Excerpts from point annotation data:
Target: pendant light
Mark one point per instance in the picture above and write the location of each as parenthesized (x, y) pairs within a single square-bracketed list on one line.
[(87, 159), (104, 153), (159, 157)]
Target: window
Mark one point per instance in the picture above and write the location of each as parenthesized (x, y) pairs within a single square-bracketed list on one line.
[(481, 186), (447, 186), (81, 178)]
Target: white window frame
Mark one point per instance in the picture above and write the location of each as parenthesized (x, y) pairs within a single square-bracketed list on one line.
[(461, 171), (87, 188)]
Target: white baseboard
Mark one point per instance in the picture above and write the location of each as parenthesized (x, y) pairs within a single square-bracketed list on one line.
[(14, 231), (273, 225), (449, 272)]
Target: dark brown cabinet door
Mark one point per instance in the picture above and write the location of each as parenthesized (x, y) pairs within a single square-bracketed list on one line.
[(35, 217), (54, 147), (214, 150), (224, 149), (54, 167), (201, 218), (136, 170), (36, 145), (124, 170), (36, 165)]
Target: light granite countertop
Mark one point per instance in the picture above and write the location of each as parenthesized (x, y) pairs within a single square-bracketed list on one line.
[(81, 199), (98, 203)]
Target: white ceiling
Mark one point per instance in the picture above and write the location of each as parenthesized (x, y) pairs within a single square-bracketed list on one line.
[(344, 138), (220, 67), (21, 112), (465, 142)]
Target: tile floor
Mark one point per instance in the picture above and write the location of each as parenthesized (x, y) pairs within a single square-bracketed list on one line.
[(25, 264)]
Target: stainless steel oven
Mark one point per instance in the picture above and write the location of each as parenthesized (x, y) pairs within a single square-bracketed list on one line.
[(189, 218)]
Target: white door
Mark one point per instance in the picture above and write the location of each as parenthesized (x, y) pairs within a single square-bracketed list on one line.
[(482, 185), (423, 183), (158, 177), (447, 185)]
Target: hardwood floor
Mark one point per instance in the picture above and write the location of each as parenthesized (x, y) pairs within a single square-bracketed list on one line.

## Instructions for the task
Please rewrite the data above with every "Target" renamed to "Object" and everything else left untouched.

## Solution
Object: pendant light
Mark one point per instance in the picture above and write the location of each as parenthesized (x, y) pairs within a single square-bracketed list on one line.
[(87, 159), (104, 153), (159, 157)]
Object: window
Mark one point per instance in the picture above and write the location of each as parenthesized (x, y) pairs within a single square-bracketed list on one line.
[(481, 186), (447, 186), (81, 178)]
Object: white window frame
Mark one point per instance in the picture above and write the location of each as parenthesized (x, y) pairs within a single square-bracketed list on one line.
[(461, 171), (87, 188)]
Object: white baseboard
Mark one point per instance in the picture above and write the location of each as parenthesized (x, y) pairs within a single square-bracketed list on one line.
[(14, 231), (273, 225), (449, 272)]
Object: dark brown cabinet door
Mark one point per instance in the picture above and write the location of each as parenthesized (x, y) pairs within a single square-bracketed list on one line.
[(35, 217), (54, 147), (214, 150), (224, 149), (54, 167), (201, 218), (136, 170), (36, 145), (124, 170), (36, 165)]
Object: light granite countertop
Mark one point per instance in the picture above and write the location of each as parenthesized (x, y) pairs within a single square-bracketed list on one line.
[(81, 199), (98, 203)]
Object: white ceiling
Mark one point per instance in the picture above and write the location of each as parenthesized (x, y) pairs within a single square-bracketed list on one line.
[(344, 138), (220, 67), (21, 112), (465, 142)]
Object: tile floor
Mark one point per instance in the picture above and write the location of each as parenthesized (x, y) pairs within a single square-bracketed list on one line.
[(25, 264)]
Object: stainless steel oven
Mark one point per instance in the picture above and write the location of each as parenthesized (x, y) pairs within a single square-bracketed list on one line.
[(189, 218)]
Object: white door
Mark one point per instance in the picture above and write the location of each as parenthesized (x, y) pairs within a single square-bracketed list on one line.
[(482, 185), (423, 183), (158, 177), (447, 185)]
Object: hardwood floor
Mark one point per instance in the picture above and write the location of each as parenthesized (x, y) pairs within a single square-bracketed list on one line.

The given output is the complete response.